#### Given problem:
Write out the passage about creeks again, starting at "I love creeks." and ending at "feels like Grace.", replacing "humble" with "modest".

#### Passage to read:
## START

Since
I was a little girl, I have loved the phrase “God willing and the creeks don’t
rise.” I love its use as a preface to
some intention, such as “God willing and the creeks don’t rise, I’ll clean out those
gutters today.” The phrase warns that
something important is coming while recognizing that not everything is in our
control.
I love its use as punctuation to a
vow: “I’ll be there Saturday, God
willing and the creeks don’t rise.” I
love the tag-team match of God and the weather.
I love its friendliness to colloquial speech. But I think I love most its hydrologic understanding
of creeks.
I love creeks. I love their scale, from headwater trickles
to churning, muddy uncrossable floods. I
love their responsiveness to rain, the way we can see the connection between
what falls and what runs off. The fact
that Yokohl Creek is running right now excites many people to go watch. For me, seeing humble Lewis Creek come to
life feels like Grace.

## END

#### Record set:
## START

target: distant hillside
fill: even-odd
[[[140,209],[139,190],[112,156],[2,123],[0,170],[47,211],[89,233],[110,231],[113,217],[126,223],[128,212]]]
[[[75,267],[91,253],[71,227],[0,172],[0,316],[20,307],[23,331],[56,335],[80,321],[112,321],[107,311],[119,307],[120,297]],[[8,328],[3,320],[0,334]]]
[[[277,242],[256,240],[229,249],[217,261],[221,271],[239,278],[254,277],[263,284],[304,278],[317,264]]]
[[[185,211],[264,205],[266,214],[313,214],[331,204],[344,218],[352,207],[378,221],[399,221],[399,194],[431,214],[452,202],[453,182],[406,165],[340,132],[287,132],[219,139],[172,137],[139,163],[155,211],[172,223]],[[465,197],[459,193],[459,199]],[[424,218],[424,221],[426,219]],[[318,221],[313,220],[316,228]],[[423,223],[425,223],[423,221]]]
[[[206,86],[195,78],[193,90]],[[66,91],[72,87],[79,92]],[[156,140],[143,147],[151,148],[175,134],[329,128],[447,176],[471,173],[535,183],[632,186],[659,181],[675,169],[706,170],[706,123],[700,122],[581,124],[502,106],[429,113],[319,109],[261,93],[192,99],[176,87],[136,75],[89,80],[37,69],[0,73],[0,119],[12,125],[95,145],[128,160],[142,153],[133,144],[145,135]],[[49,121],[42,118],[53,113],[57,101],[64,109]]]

## END
## START

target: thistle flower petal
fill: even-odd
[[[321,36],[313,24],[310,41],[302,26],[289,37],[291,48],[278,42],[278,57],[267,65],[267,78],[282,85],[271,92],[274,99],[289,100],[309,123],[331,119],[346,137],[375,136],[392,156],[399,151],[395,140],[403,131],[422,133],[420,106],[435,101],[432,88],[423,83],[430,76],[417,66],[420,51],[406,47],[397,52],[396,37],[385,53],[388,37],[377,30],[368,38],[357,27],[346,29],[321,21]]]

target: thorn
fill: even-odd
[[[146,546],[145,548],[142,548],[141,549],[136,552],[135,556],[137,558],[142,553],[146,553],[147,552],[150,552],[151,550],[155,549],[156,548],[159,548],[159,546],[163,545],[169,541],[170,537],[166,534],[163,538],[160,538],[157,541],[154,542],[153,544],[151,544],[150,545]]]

## END

#### Written solution:
I love creeks. I love their scale, from headwater trickles
to churning, muddy uncrossable floods. I
love their responsiveness to rain, the way we can see the connection between
what falls and what runs off. The fact
that Yokohl Creek is running right now excites many people to go watch. For me, seeing modest Lewis Creek come to
life feels like Grace.